To do
#1 From the passage on Arab-American feminists, list every ethnic group named as joining forces during the 1991 Gulf War.
#2 Carry on the passage about Arab-American feminists and coalition building, picking up after its final sentence.

---------- Excerpt provided ----------

Arab-American feminists, more than any other segment within the community, advocate identification with people of color with whom they share a history of marginalization and objectification by white, middle-class Americans. (89) This position has also been the springboard for coalition building across the lines of ethnicity as when Japanese-Americans, Jewish-Americans and Arab-Americans joined forces to oppose the infringement on the civil rights of Arab-Americans during the 1991 Gulf War. “Such coalitions”, Lisa Majaj notes, “make clear that it is possible to bridge the insularity of identity politics without diminishing the specificity of ethnic concerns.” (90)

---------- Stored records ----------

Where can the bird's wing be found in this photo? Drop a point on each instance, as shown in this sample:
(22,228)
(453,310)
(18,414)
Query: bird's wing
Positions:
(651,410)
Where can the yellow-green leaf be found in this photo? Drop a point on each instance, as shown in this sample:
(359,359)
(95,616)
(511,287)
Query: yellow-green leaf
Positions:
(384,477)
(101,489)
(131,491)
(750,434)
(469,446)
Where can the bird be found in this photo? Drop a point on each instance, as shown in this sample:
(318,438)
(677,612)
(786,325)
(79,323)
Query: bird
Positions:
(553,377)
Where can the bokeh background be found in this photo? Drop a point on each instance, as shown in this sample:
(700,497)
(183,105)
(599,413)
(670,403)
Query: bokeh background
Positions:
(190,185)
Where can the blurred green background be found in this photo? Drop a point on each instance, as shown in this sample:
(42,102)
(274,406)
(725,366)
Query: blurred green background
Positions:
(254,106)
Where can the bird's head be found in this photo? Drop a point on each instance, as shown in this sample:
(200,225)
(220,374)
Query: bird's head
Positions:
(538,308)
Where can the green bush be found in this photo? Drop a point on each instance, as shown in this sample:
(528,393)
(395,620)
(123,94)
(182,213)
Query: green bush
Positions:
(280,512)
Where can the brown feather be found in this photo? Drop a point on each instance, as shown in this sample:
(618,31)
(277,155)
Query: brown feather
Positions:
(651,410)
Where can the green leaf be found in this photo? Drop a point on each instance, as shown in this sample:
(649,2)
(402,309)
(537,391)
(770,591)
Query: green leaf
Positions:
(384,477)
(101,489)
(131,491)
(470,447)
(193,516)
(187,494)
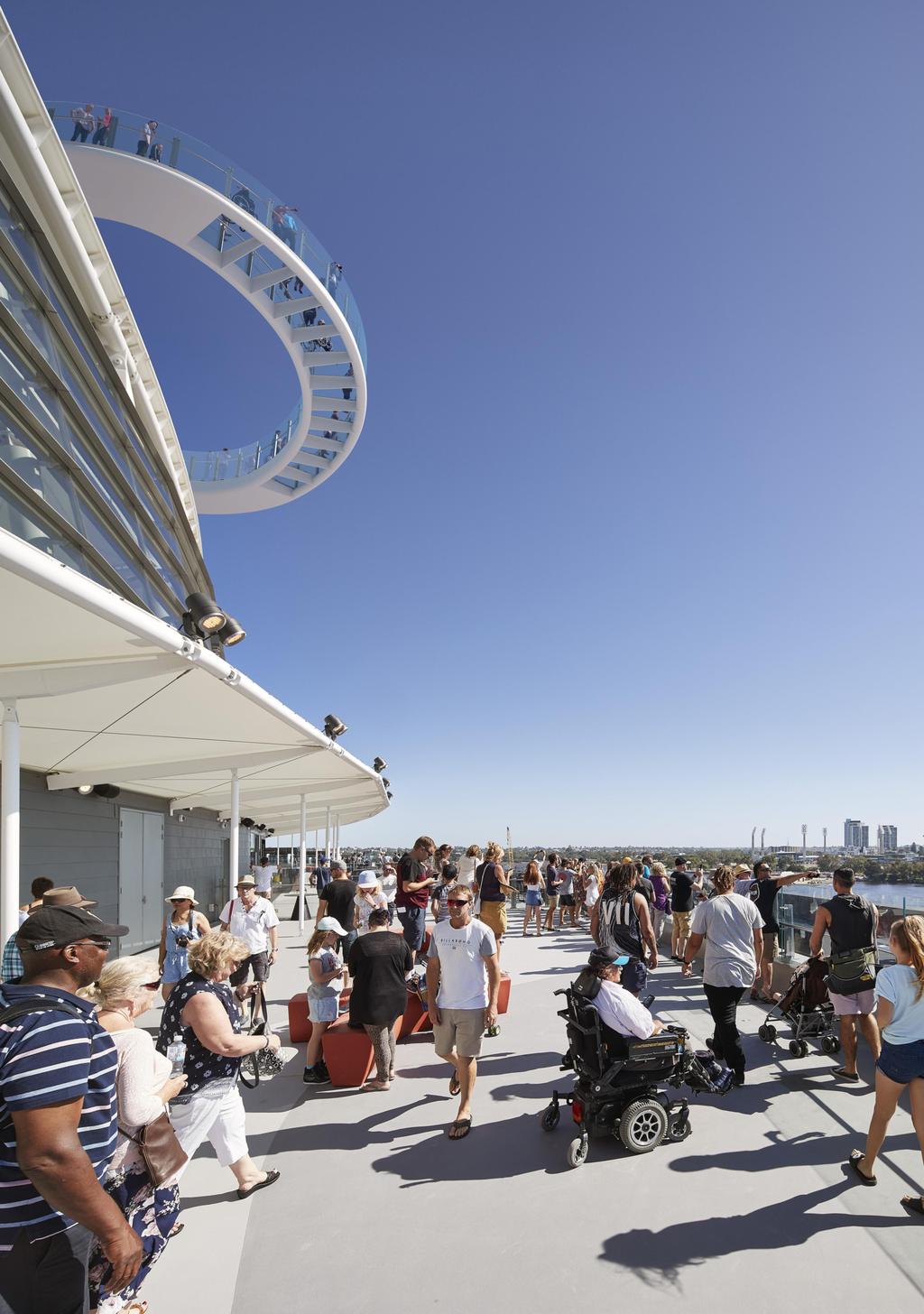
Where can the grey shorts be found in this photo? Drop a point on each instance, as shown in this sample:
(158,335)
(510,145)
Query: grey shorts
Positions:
(460,1029)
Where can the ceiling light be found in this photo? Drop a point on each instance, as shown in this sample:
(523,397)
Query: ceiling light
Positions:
(205,613)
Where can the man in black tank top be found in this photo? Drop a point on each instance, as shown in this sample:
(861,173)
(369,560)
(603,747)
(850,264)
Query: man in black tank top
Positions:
(852,922)
(764,893)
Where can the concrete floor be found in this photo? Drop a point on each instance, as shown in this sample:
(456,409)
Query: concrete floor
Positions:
(377,1210)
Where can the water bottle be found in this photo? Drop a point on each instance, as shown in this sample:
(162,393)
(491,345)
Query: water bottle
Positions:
(176,1052)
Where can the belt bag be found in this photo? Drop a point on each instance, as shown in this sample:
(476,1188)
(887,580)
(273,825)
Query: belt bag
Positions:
(852,971)
(162,1152)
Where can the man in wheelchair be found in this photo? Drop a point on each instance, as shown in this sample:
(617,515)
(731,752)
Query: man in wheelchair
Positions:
(621,1055)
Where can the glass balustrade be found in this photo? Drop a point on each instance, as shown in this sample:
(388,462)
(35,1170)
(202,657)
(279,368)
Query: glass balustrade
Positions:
(174,149)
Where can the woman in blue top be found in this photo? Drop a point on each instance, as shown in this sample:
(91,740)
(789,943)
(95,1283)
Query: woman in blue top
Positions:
(900,995)
(180,930)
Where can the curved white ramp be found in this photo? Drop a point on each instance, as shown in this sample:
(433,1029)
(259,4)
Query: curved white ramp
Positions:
(279,267)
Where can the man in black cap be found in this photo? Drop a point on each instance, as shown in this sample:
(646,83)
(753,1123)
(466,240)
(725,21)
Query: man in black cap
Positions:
(58,1120)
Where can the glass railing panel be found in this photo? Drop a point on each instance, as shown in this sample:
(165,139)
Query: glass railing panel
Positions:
(174,149)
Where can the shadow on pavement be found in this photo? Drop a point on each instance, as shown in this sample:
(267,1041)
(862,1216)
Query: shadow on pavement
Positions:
(659,1258)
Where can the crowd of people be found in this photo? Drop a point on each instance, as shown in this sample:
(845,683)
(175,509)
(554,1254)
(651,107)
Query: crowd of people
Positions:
(98,1118)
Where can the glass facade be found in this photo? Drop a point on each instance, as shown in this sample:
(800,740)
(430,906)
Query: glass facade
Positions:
(78,478)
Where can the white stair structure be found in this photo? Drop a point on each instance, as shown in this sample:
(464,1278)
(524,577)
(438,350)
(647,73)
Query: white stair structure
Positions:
(201,202)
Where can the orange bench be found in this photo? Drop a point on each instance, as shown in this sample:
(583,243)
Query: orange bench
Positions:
(417,1019)
(348,1052)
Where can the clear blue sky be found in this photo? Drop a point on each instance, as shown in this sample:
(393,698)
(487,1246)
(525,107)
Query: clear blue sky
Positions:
(630,548)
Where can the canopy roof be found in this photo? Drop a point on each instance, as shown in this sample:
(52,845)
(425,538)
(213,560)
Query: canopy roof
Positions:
(108,694)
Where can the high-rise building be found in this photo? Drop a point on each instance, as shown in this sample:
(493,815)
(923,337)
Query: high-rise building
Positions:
(855,835)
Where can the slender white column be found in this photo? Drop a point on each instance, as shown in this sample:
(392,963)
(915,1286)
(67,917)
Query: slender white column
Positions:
(301,867)
(236,830)
(9,824)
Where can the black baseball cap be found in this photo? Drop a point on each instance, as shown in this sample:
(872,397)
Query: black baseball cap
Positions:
(51,928)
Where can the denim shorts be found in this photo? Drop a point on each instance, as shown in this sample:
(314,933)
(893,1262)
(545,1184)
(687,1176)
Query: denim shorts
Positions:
(901,1063)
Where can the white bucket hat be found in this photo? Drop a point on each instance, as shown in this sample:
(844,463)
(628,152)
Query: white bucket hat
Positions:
(184,893)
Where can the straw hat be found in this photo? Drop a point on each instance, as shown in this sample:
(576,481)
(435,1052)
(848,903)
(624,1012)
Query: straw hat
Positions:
(184,893)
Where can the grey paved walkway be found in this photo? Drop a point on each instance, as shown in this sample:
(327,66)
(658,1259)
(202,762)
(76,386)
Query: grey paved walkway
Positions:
(376,1207)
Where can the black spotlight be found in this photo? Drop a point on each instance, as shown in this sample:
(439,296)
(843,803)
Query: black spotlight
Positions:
(232,633)
(204,613)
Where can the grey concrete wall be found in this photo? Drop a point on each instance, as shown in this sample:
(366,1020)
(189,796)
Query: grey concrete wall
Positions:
(74,840)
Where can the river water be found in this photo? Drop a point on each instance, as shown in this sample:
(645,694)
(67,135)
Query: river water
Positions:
(882,893)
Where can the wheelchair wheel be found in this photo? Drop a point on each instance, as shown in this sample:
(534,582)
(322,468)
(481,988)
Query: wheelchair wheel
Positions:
(549,1120)
(578,1152)
(643,1126)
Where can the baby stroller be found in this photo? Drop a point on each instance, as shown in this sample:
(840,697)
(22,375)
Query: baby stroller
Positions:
(616,1088)
(806,1007)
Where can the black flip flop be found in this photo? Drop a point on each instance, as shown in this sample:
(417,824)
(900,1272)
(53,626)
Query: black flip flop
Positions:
(855,1163)
(270,1179)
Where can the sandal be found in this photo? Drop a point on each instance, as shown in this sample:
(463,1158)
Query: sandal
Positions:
(855,1155)
(267,1181)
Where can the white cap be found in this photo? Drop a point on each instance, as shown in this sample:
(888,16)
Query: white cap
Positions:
(330,924)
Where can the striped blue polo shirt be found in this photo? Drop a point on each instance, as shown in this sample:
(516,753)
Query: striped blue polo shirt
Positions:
(51,1058)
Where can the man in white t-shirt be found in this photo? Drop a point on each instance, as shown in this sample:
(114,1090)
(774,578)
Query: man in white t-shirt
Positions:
(463,980)
(253,920)
(263,874)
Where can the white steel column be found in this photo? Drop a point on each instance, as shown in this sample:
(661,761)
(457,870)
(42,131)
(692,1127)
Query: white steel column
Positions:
(236,830)
(9,824)
(301,867)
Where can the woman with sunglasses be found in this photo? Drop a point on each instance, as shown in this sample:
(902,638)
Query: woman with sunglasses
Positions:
(180,930)
(126,988)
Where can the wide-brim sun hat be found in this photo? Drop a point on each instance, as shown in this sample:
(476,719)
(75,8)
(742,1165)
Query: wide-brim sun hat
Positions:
(184,893)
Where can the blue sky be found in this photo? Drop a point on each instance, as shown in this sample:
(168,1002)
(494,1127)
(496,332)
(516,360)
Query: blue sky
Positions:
(630,547)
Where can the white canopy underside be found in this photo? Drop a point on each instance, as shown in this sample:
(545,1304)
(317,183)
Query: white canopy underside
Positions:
(106,693)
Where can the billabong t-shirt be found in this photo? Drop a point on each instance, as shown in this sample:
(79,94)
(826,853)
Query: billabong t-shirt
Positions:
(462,951)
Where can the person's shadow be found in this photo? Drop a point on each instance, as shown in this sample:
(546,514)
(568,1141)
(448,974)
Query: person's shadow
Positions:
(659,1258)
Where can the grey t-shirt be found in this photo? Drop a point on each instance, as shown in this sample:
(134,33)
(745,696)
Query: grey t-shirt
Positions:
(728,924)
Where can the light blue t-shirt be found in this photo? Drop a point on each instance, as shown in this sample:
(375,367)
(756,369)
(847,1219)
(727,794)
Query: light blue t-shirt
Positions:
(900,986)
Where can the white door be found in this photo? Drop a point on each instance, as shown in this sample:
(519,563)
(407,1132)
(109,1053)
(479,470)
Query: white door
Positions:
(140,878)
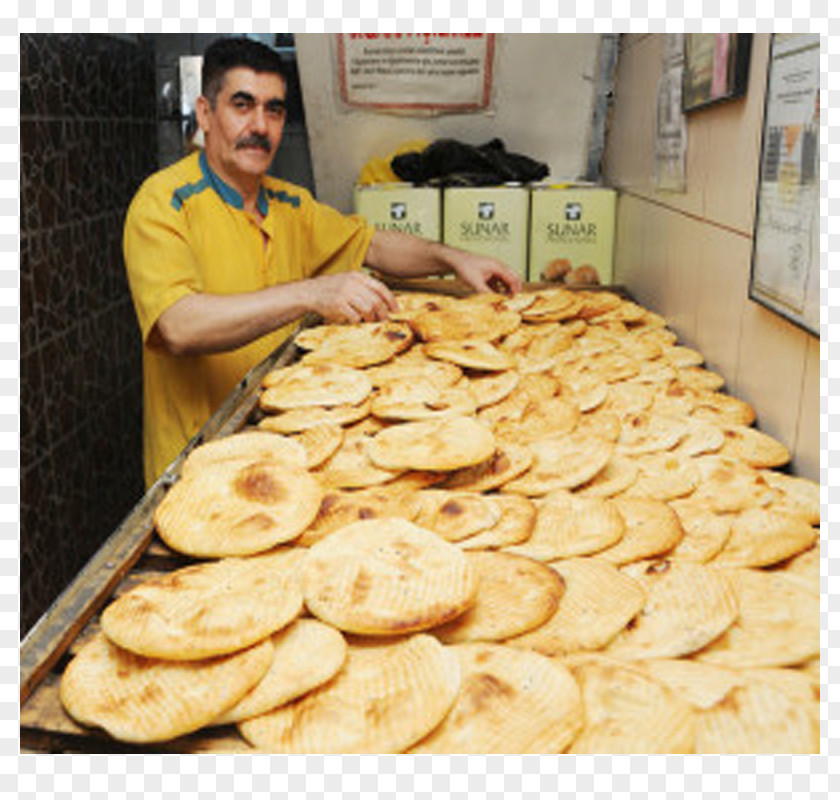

----------

Replies
#1
Japanese-Americans
Jewish-Americans
Arab-Americans

#2
A third area in which Arabs in America reject whiteness is in literary and cultural production. Nowhere is this position flamed more bluntly and provocatively than in Lawrence Joseph’s poetic manifesto “Sand Nigger,” which stresses the links between Arab-American and black marginalization and resistance. (91) This position builds on the radical politics of the 1960s when African-American and Third World leaders like Malcolm X and Gamal Abdul Nasser connected the histories of peoples of African and Arab descent in a common anti-imperialist, anti-white supremacist struggle. More recently, identification with blackness is manifested in the appropriation of hip-hop style and not in a politics of affiliation per se. It is also possible, as Hisham Aidi points out, for this trend to work in reverse in what is being called “the other September 11 effect.” The rise in conversions to Islam in Europe, Latin America and the United States represent a new movement of protest against the hegemonic white West, but the interest in things Arab and Muslim can take odd turns. The wildly popular Brazilian telenovela El Clon, for example, offered a “profusion of Orientalist imagery,” as did the coupling of a burka-like veil and lingerie in a photo-shoot of rapper Li’l Kim. (92)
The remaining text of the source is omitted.